━━ Seçilen bölüm

Sözcü Gazetesi: Korkulan Gerçekleşti: Analara Doğum Borçlanmasına Tırpan Tebliğle Geldi – Alt-Asıl İşveren İlişkisine Yeni Düzenleme

1 Ekim 2008

ÇALIŞANLARIN SÖZCÜ’SÜ


Korkulan Gerçekleşti: Analara Doğum Borçlanmasına Tırpan Tebliğle Geldi


 


Kadın sigortalıların iki doğuma kadar sınırlı olmak üzere doğum nedeniyle çalışamadıkları azami dört yıllık süreyi borçlanma hakkı SSGSS Kanunuyla 4/a sigortalılarına (Bugünün SSK’lılarına) getirilen yeni bir hak.


 


Ne demiştik?


Bu konuyu ilk olarak 19 Mayıs 2008 tarihli köşemizde ele almış, konu hakkındaki görüşümüzü “Nasıl ki erkek sigortalılar ilk sigortalılıklarından önce de geçse askerlik hizmetlerini borçlanarak hizmetine saydırabiliyor, öyle de iki doğuma kadar sınırlı olan doğum borçlanmasının sonradan talep edilmiş olsa dahi çalışan annelerce yapılabilmesine bizce hiçbir engel yok” biçiminde belirtmiştik.

━━━━
━━ Kayıtlı veriler

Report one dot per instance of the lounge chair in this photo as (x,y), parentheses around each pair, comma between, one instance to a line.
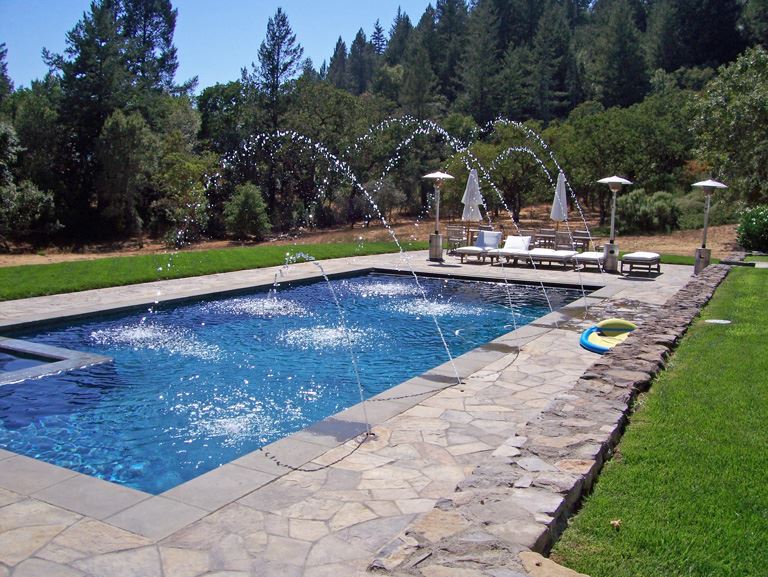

━━━━

Verilen görev 1 —
Doğum borçlanması yazısına göre kadın sigortalılar doğum yüzünden çalışamadıkları en fazla kaç yıllık süreyi borçlanabiliyor?
Verilen görev 2 —
Doğum borçlanması yazısını son cümlesinden sonra devam ettirin.

Beklenen cevap 1 —
İki doğuma kadar sınırlı olmak üzere en fazla dört yıllık süreyi.

Beklenen cevap 2 —
 


Çekincemiz neydi?


Daha sonra bir gazetede çıkan fantezi bir yazının aynı hakkı tekrar gündeme düşürmesi sonucu 9-10 Eylül 2008 tarihlerinde köşemizde de konuyu örneklerle tekrar irdelemiştik. Örnekleri verirken de SSGSS Kanununda tanımlanan borçlanma hakkının ayrıntılarını ortaya koymak üzere çıkartılması beklenen “Borçlanma Tebliği”ne atıfta bulunmuş, burada aksine bir hüküm bulunmaması koşuluyla ilk sigortalılıktan önce de sonra da doğum borçlanmasının yapılabileceği yönündeki görüşümüzü sizlerle paylaşmıştık.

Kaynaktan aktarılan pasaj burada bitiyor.